Your goal ::
Reproduce all of the data below in full, adding 145 to every coordinate value in the answers.

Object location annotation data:

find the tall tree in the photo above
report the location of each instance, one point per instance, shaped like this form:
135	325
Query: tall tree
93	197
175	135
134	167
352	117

Response ::
find the tall tree in the photo above
report the location of each instance, one point per instance, shaped like this form:
135	325
Query: tall tree
238	342
320	280
279	312
497	262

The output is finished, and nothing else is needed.